• **What you need to do**: Quote, word for word, every line of the data below from the one containing "Task: pin the sandy" down through the one containing "point(737, 485)", with both of those lines included. Omit the pictures from your answer.

Saved data entries
######

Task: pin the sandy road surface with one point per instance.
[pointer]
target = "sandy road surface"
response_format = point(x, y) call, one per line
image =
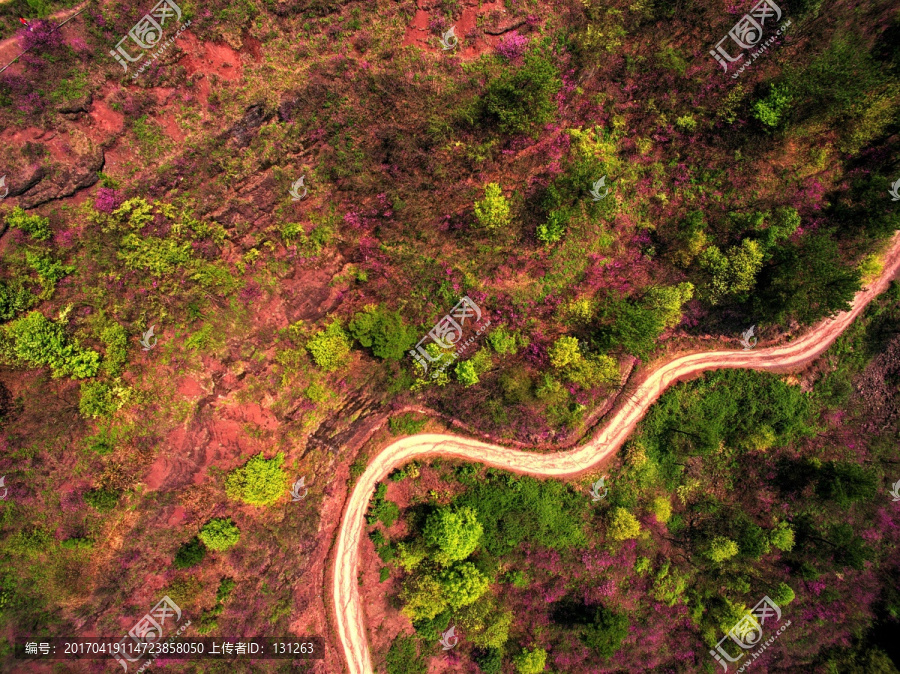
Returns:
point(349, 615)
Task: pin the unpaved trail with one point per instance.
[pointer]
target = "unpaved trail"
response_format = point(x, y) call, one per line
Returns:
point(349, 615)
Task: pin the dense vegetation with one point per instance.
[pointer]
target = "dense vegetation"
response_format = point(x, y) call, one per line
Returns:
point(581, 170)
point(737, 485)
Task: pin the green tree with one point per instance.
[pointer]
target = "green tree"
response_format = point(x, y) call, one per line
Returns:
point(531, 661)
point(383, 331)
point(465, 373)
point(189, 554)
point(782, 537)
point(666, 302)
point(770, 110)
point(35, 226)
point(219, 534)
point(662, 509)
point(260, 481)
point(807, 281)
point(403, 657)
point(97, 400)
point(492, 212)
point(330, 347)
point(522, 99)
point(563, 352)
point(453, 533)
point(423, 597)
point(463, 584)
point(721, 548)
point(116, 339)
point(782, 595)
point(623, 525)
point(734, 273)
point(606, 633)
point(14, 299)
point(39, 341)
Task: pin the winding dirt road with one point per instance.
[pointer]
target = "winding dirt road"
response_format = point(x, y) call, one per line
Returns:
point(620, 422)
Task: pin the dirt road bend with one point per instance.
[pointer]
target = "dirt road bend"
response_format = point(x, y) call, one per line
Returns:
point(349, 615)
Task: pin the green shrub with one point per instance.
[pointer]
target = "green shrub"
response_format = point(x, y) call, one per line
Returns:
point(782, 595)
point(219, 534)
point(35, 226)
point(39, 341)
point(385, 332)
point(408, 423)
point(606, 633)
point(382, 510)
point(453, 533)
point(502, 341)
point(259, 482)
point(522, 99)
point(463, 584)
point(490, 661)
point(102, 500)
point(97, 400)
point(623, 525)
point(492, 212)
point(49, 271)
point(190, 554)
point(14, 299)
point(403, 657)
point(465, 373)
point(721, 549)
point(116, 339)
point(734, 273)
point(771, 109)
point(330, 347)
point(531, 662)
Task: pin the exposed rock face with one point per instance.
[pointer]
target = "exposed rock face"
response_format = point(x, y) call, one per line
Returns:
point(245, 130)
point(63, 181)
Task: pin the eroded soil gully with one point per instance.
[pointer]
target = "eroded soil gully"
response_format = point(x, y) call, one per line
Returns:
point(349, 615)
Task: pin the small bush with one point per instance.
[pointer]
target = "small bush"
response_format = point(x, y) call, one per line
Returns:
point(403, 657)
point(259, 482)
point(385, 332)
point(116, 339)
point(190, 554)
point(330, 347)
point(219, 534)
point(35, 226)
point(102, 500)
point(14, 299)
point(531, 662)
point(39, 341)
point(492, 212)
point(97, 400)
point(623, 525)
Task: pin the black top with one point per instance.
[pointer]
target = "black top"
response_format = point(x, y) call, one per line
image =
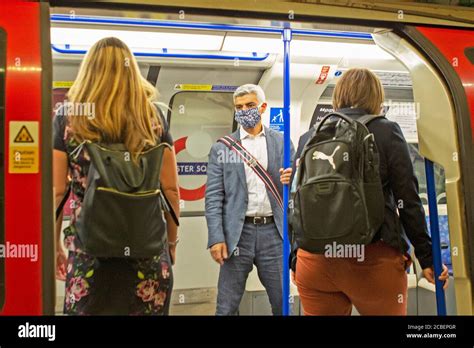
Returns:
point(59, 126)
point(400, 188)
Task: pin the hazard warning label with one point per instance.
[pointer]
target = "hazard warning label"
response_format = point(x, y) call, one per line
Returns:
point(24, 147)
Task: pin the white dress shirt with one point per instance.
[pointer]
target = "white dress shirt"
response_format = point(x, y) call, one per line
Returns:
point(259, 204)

######

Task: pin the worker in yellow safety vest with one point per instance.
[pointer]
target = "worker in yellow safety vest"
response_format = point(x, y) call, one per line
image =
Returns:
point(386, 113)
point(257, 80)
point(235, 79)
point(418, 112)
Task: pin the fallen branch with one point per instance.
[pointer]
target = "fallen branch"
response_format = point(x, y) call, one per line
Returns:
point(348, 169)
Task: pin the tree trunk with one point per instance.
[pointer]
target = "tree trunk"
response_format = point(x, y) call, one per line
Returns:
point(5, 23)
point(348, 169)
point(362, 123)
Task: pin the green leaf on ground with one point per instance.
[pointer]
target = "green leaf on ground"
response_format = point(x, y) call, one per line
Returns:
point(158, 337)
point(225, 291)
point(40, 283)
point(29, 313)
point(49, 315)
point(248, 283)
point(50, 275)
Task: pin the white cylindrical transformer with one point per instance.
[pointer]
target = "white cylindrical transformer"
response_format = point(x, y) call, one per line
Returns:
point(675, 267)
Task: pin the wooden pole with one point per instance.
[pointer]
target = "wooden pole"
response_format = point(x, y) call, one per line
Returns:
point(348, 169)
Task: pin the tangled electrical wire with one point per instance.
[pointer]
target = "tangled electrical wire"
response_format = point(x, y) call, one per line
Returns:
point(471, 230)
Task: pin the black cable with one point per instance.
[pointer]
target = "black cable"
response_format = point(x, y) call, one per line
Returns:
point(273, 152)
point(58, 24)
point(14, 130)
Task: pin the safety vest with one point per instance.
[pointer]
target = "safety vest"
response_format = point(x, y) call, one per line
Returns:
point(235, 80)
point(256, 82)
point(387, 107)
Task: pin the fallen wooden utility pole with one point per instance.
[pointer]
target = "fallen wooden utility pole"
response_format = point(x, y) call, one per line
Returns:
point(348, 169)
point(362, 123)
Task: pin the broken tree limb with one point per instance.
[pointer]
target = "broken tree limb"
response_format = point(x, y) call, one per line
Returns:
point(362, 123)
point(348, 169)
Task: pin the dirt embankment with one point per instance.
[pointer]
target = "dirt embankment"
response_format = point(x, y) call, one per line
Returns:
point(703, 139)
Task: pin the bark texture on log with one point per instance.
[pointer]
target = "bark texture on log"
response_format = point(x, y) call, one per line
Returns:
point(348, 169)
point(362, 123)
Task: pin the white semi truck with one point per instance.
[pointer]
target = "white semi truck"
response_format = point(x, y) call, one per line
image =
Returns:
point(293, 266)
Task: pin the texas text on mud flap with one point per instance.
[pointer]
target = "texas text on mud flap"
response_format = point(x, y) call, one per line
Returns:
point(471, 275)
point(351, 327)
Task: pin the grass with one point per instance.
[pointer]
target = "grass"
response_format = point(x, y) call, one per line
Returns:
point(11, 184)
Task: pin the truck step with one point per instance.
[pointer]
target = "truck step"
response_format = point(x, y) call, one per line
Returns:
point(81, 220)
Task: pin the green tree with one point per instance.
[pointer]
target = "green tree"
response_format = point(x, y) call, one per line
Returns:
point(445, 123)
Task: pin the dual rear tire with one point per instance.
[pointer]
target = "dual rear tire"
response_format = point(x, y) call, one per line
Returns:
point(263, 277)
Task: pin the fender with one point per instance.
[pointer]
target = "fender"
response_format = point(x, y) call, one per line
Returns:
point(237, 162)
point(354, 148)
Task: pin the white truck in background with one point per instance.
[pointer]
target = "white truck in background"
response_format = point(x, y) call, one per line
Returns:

######

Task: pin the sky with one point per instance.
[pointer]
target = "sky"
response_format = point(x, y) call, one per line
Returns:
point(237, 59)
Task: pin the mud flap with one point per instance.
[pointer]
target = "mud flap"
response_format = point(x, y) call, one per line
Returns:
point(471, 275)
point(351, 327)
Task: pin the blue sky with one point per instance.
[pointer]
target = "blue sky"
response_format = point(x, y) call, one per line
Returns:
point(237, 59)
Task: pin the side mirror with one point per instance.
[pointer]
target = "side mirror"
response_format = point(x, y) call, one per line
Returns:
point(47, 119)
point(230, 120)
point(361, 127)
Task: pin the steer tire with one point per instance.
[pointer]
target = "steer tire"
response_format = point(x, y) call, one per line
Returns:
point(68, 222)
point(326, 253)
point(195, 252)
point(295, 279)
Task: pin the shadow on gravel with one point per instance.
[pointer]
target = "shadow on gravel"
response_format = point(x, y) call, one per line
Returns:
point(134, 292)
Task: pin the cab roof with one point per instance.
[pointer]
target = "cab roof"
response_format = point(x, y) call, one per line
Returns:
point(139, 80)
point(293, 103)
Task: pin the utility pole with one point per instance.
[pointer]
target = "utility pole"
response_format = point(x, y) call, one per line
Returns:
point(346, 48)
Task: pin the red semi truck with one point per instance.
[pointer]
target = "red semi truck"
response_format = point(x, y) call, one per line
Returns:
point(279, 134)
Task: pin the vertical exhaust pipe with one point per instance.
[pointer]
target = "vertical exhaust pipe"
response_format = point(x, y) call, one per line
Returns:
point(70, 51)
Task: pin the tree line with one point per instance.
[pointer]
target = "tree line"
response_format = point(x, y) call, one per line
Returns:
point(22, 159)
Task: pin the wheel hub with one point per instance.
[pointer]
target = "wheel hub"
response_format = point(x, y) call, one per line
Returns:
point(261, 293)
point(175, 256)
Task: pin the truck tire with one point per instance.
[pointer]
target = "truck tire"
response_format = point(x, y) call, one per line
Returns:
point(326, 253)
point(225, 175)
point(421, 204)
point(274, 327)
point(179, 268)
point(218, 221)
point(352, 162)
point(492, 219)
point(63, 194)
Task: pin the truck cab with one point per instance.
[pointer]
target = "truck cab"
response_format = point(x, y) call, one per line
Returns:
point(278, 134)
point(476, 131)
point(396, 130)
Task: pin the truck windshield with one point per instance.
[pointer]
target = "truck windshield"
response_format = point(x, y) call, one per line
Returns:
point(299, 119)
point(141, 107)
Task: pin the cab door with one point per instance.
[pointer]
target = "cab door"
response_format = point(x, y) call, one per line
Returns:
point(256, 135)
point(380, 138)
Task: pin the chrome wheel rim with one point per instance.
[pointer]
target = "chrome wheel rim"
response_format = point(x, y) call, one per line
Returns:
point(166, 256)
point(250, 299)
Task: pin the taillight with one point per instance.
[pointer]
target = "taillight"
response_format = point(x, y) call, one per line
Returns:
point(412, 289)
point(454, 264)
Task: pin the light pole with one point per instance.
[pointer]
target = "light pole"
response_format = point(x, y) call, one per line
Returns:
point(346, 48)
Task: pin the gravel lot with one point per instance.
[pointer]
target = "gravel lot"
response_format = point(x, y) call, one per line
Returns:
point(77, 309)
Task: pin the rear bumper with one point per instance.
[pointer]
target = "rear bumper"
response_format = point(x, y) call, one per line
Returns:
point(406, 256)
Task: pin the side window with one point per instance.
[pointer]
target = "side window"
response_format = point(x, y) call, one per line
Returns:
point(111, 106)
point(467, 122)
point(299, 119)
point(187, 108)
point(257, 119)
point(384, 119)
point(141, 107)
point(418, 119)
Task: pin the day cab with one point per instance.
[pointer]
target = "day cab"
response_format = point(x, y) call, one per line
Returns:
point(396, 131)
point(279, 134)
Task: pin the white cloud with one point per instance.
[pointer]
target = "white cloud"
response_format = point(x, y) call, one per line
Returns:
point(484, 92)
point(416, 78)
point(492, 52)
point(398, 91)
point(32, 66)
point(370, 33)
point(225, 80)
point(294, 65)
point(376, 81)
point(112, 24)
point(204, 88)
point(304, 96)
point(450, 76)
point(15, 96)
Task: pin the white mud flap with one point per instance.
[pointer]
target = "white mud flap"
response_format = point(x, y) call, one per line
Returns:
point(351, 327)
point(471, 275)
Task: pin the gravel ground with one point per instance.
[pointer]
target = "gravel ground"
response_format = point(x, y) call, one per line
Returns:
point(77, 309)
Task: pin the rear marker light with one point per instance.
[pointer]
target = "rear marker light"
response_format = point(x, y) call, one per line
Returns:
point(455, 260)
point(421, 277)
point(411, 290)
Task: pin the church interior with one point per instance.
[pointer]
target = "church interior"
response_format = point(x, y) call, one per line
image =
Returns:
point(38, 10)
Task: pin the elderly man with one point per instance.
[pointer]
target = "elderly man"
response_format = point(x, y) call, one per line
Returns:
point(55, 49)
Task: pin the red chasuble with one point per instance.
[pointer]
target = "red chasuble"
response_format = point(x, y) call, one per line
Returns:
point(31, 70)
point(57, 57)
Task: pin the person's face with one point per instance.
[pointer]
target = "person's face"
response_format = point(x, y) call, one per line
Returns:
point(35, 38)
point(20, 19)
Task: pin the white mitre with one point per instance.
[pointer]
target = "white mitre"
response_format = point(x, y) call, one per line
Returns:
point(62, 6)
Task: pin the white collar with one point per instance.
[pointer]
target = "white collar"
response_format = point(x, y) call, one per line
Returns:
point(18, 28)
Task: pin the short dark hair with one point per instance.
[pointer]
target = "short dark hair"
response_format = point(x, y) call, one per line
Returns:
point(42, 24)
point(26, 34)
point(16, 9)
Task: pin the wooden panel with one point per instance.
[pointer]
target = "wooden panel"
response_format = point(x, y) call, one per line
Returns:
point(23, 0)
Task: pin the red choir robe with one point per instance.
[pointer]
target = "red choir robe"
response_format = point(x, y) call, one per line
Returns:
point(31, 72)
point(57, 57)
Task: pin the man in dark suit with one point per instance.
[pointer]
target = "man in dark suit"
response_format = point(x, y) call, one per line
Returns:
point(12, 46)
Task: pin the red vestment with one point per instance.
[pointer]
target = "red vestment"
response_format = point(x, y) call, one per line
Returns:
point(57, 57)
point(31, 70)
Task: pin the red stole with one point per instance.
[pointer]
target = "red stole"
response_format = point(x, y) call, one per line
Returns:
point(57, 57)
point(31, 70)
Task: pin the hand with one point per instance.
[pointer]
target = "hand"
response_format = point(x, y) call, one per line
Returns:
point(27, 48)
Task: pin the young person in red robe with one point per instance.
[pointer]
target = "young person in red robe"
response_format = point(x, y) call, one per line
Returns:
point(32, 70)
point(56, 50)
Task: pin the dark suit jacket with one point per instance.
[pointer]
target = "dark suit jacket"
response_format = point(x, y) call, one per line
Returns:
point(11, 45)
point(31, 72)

######

• **The output**:
Task: pin the sandy road surface with one point per instance.
[pointer]
target = "sandy road surface"
response_format = point(x, y) call, one per line
image =
Returns:
point(349, 615)
Task: pin the unpaved trail with one point per instance.
[pointer]
target = "unpaved trail"
response_format = point(x, y) call, one per line
Returns:
point(349, 615)
Task: pin the dense vegetation with one point per instance.
[pointer]
target = "dense vegetation"
response_format = point(x, y) call, one per line
Returns:
point(581, 170)
point(737, 485)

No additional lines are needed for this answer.